PROBLEM TO SOLVE.
Only lines containing "then" belong in the answer, each copied from the entries below.

(Records from a collection)

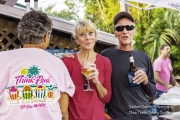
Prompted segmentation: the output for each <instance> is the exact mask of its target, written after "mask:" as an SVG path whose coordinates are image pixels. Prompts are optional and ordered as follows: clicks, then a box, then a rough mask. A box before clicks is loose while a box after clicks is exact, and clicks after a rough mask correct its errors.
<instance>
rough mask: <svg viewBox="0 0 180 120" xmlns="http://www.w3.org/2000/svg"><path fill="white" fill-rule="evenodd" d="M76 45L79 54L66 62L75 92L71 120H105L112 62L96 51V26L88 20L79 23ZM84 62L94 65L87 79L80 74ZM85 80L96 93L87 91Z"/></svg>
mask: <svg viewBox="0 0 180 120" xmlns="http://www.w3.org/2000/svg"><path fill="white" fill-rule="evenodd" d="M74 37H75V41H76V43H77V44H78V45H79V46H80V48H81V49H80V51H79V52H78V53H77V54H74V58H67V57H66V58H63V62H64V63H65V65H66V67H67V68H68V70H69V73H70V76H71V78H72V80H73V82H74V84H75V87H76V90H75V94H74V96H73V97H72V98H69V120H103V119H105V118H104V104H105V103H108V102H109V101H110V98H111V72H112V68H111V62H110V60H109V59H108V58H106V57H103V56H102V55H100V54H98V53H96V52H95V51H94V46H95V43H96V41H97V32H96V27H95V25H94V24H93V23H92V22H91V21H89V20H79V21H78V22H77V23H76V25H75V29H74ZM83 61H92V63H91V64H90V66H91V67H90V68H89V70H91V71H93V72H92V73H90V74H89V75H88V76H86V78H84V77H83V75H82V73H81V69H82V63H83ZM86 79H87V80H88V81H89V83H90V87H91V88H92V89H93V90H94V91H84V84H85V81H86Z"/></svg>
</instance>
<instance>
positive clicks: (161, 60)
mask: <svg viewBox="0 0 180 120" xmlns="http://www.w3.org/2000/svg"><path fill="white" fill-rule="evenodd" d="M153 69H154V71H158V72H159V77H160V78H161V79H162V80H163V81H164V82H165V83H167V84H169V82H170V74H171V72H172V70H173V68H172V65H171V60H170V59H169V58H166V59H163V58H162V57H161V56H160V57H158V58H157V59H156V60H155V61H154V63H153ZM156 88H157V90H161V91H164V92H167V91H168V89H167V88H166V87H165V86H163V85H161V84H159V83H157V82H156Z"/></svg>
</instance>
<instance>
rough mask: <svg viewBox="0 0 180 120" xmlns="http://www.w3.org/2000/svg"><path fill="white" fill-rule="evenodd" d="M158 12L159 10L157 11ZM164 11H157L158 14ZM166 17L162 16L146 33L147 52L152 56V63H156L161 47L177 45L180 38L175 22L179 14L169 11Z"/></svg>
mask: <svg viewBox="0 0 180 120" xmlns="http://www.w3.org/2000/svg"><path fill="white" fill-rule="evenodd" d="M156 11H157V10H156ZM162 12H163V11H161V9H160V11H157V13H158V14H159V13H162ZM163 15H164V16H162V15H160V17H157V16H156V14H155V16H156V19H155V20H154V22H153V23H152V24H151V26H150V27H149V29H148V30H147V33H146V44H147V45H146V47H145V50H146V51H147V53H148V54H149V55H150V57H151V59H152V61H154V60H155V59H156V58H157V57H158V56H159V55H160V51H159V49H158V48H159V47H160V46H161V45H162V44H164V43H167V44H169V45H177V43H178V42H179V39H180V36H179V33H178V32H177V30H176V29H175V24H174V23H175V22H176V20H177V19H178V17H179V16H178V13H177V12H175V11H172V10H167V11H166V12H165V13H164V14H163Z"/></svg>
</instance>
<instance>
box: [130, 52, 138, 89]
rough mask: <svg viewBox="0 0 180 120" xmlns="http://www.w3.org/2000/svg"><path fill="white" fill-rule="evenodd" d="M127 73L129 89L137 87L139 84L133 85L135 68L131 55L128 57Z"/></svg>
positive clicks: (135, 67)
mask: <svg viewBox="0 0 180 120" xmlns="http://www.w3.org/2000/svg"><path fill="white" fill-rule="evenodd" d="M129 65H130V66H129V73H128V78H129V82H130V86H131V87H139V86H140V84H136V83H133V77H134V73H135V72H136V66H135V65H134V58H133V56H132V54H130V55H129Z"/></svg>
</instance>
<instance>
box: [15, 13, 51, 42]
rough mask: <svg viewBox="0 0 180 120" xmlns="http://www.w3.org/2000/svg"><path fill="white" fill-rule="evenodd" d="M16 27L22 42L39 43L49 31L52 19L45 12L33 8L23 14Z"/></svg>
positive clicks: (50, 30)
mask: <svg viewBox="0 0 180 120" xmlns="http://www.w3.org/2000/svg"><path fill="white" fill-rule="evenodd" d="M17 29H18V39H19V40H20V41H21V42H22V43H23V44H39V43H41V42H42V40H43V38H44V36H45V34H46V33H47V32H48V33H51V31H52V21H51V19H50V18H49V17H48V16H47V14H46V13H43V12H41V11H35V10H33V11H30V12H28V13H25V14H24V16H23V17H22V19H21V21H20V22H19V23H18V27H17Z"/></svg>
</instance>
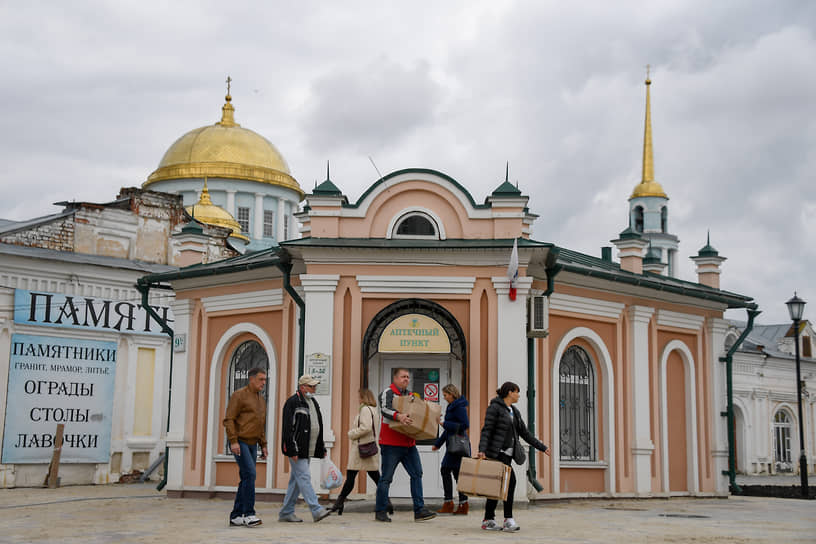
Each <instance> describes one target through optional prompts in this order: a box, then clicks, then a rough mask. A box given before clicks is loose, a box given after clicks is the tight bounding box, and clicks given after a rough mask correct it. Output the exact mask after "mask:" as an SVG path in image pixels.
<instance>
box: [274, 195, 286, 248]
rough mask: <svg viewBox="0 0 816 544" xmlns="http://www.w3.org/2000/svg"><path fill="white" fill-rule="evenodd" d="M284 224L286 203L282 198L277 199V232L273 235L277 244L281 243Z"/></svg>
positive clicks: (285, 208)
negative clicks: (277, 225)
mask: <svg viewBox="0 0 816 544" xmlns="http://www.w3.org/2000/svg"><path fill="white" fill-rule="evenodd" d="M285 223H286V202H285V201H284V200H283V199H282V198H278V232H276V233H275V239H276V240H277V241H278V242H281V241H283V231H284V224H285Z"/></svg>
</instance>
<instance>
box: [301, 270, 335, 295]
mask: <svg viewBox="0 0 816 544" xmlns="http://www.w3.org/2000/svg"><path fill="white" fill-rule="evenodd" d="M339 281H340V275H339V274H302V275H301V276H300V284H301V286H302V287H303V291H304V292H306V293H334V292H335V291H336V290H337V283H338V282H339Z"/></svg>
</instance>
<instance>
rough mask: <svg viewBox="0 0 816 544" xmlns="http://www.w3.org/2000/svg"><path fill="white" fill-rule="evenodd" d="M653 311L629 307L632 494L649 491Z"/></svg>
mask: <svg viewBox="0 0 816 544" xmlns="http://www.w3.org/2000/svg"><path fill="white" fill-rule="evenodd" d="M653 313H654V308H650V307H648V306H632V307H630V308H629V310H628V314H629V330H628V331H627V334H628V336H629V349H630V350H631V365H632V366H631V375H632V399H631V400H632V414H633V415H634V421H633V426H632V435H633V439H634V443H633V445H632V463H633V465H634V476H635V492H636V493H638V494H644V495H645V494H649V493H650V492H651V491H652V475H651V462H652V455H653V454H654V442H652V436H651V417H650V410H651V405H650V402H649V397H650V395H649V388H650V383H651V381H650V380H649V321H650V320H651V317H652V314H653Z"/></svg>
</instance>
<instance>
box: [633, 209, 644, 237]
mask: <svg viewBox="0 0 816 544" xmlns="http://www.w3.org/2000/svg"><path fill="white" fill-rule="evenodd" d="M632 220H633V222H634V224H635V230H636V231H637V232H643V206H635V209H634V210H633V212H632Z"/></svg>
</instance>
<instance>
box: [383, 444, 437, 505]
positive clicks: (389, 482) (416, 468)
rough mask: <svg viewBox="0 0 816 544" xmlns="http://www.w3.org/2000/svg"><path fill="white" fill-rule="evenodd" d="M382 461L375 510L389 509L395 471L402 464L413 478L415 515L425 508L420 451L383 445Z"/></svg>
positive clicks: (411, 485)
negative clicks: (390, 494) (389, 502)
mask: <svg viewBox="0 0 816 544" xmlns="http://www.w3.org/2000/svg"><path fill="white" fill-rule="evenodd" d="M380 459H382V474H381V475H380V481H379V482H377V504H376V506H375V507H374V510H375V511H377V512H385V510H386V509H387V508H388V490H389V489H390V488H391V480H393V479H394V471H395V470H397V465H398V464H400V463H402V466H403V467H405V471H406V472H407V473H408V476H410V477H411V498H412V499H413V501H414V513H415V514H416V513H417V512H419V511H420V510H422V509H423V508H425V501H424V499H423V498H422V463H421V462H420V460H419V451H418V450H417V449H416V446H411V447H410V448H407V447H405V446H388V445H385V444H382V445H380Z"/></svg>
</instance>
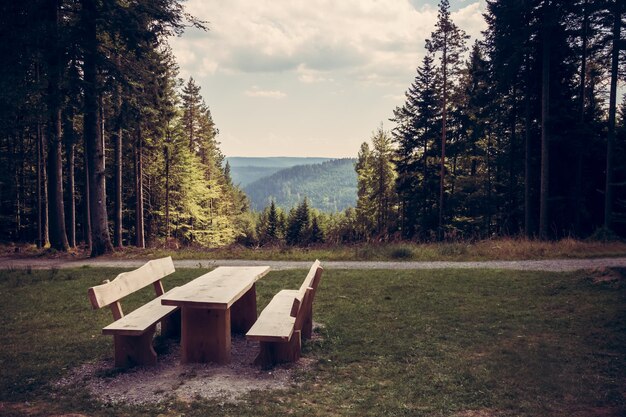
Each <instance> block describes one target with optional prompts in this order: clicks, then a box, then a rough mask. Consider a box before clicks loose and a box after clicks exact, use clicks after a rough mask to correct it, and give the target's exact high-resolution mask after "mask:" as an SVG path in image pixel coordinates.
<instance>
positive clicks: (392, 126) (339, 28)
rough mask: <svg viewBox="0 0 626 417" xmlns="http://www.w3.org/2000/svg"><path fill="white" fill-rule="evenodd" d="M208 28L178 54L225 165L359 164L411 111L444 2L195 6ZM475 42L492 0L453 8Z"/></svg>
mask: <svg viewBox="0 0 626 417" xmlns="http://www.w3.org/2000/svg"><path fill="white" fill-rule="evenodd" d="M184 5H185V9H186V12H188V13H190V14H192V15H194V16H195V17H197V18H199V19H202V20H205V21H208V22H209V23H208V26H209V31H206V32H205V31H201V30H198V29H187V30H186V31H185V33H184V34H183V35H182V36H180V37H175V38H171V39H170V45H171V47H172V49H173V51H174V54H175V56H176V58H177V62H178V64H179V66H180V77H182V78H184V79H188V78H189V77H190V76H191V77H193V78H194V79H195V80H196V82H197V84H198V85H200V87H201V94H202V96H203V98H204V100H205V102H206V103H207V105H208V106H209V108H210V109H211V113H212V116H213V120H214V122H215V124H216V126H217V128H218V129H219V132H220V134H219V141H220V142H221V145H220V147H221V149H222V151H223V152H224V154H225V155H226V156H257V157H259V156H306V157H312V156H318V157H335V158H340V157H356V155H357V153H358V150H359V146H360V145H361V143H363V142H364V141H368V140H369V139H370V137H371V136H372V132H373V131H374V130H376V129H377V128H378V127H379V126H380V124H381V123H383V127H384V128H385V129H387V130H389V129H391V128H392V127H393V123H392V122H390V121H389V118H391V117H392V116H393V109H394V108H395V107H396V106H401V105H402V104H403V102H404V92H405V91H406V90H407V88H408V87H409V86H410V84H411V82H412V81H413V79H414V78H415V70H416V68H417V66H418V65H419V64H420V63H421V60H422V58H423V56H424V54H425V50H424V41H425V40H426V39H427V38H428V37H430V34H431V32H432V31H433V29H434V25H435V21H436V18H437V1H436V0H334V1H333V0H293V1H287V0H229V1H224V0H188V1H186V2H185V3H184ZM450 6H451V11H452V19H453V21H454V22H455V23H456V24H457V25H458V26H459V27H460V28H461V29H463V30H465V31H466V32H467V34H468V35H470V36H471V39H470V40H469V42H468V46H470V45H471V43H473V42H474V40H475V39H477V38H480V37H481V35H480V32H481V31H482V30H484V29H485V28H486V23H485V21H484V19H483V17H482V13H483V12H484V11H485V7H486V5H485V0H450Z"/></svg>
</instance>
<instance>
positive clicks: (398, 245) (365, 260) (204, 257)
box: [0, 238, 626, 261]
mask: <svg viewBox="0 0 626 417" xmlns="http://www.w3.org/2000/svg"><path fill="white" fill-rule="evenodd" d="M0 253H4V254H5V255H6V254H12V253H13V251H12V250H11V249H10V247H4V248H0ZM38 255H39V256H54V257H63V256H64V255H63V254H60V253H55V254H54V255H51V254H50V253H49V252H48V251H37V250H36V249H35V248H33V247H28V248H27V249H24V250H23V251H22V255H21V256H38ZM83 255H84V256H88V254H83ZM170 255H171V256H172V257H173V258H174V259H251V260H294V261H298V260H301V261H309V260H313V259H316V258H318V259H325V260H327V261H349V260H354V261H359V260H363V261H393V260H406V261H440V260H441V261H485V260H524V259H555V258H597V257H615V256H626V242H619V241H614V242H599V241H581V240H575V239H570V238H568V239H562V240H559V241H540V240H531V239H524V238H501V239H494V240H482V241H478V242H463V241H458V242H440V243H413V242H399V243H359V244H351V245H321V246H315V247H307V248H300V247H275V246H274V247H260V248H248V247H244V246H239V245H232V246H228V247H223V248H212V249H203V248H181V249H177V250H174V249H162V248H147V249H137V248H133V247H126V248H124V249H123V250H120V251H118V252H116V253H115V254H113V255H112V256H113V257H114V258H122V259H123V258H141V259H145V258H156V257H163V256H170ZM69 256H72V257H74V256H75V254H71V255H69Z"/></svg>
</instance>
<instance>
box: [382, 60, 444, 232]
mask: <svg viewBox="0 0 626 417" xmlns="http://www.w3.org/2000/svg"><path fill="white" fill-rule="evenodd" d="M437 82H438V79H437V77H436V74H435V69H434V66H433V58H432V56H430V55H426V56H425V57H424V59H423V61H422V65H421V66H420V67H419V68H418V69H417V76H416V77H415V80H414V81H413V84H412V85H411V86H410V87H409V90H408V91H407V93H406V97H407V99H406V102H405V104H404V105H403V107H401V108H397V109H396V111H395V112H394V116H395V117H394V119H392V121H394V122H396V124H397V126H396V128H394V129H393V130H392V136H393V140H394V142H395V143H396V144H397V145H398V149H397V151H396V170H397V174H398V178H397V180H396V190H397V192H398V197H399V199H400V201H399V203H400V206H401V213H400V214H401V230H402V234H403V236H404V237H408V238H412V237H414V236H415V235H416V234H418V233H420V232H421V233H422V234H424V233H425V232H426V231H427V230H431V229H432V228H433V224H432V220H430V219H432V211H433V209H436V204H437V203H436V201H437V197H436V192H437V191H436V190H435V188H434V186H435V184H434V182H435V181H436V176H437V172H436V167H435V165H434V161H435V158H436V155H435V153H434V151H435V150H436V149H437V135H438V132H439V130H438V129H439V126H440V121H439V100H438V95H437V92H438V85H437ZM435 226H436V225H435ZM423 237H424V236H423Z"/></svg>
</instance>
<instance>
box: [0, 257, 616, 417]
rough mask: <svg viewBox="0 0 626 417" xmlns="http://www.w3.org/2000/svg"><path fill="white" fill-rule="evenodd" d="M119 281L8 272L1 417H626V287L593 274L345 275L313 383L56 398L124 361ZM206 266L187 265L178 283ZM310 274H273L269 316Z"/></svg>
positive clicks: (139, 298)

OUTPUT BELOW.
Prompted segmentation: the output for each <instance> is the exact mask of its target, written after "mask:" as an SVG path whose coordinates are image pixels. Prompts are optional and ordered as follows: clicks, then a box, then a rough mask. A box before clicks is loose while a box after clicks is exact, and clicks after a rough mask correct its errors.
Each <instance> describes one target through optional prompts in this order: a box, then clicks, then a rough mask. A box given before clicks is loose, a box given after clicks is the tight bounding box, and clicks given after a rough mask correct it. Output the exact mask after "mask:" as an SVG path in image pixels.
Each <instance> block describes one target with optional prompts in this order: clicks, then a box, then a rough mask. Consider a box before clicks loose and a box after clicks exact, use clicks after a rough mask to correct it, and give the target's exact high-resolution mask after "mask:" as an SVG path in image pixel coordinates.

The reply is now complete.